**Document**
◆ ◆ ◆ ◆

Change Data Capture (CDC) with SDLB
Change Data Capture (CDC) is a vital process for tracking and propagating changes in databases in real-time. Debezium, an open-source platform from Red Hat, stands as a powerful tool in this domain, capturing row-level changes and streaming them as events.
This article focuses on the integration of Debezium within SDLB and demonstrates how it can be leveraged for change data capture and processing.
Traditionally, Debezium leverages Kafka Connect for continuous, real-time monitoring and event delivery. While this setup is highly efficient for high-volume, real-time workloads, its continuous operation can lead to significant resource consumption and increased costs, particularly when real-time processing isn't a strict requirement for all use cases.
In a typical architecture, Debezium source connectors such as those for MySQL and PostgreSQL are used to tap directly into the transaction logs of relational databases. These connectors stream every insert, update, and delete operation into Apache Kafka, which serves as the central event bus. From there, Kafka Connect sink connectors take over, pushing the change events to downstream systems like Elasticsearch, Infinispan or a data warehouse for analytics and reporting.

◆ ◆ ◆ ◆

**Information supplied**

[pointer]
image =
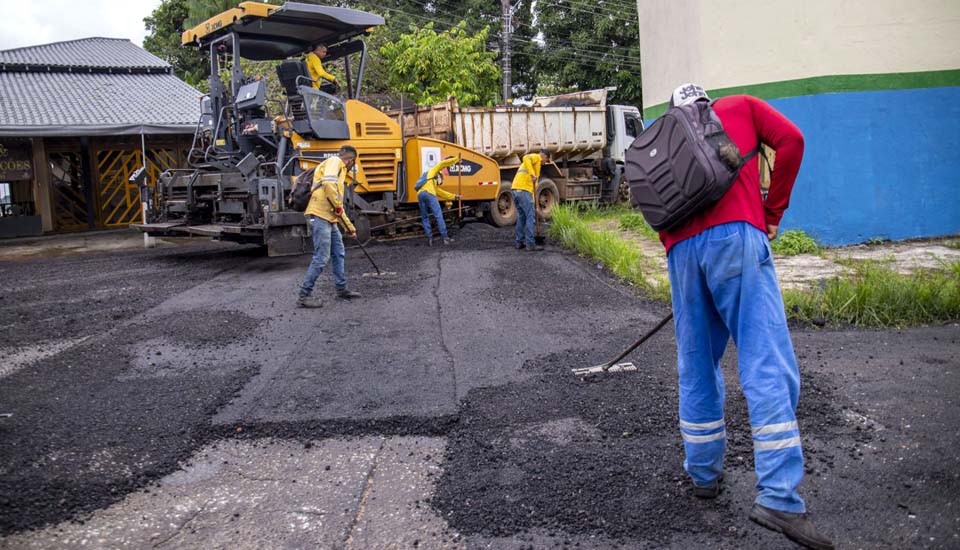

◆ ◆ ◆ ◆

**Job**
Pick up the change data capture article right after its last sentence and keep writing. The data has nothing to do with the change data capture article.

**Result**
This pipeline is powerful and flexible. However, it comes with trade-offs. Running a full-fledged Kafka ecosystem complete with brokers, Zookeeper (or KRaft), replicated topics, and multiple connector workers, requires a substantial investment in infrastructure and operational overhead. Kafka is designed for scale, but that scale doesn’t come cheap.
For teams that don’t need second-by-second updates or for those operating on a tighter budget, this architecture can feel like using a sledgehammer to crack a nut. That’s why it’s important to evaluate whether the full Kafka-based Debezium setup is truly necessary for your scenario, or if a lighter, event-driven approach might suffice.
Introducing SDLB for optimized CDC
For scenarios where constant real-time streaming isn't essential, SDLB offers an efficient and cost-effective alternative. Instead of relying on a continuously running Kafka Connect service, or when leveraging Debezium Server, SDLB can directly consume Debezium events via the Debezium Engine. This allows for batch or micro-batch processing, scaling resources up or down as needed, and significantly reducing operational costs by utilizing resources only when actively processing data.
This hybrid approach, combining Debezium's powerful CDC capabilities with SDLB's flexible automations, provides several advantages:
-
Optimized Resource Utilization: Resources are consumed only when data processing is active, leading to cost savings.
-
Cost Efficiency: Reduce infrastructure costs associated with persistent Kafka Connect clusters or continuous Debezium Server deployments.
-
Improved Pipeline Visibility: SDLB's declarative pipeline capabilities can offer better insights and control over data flows.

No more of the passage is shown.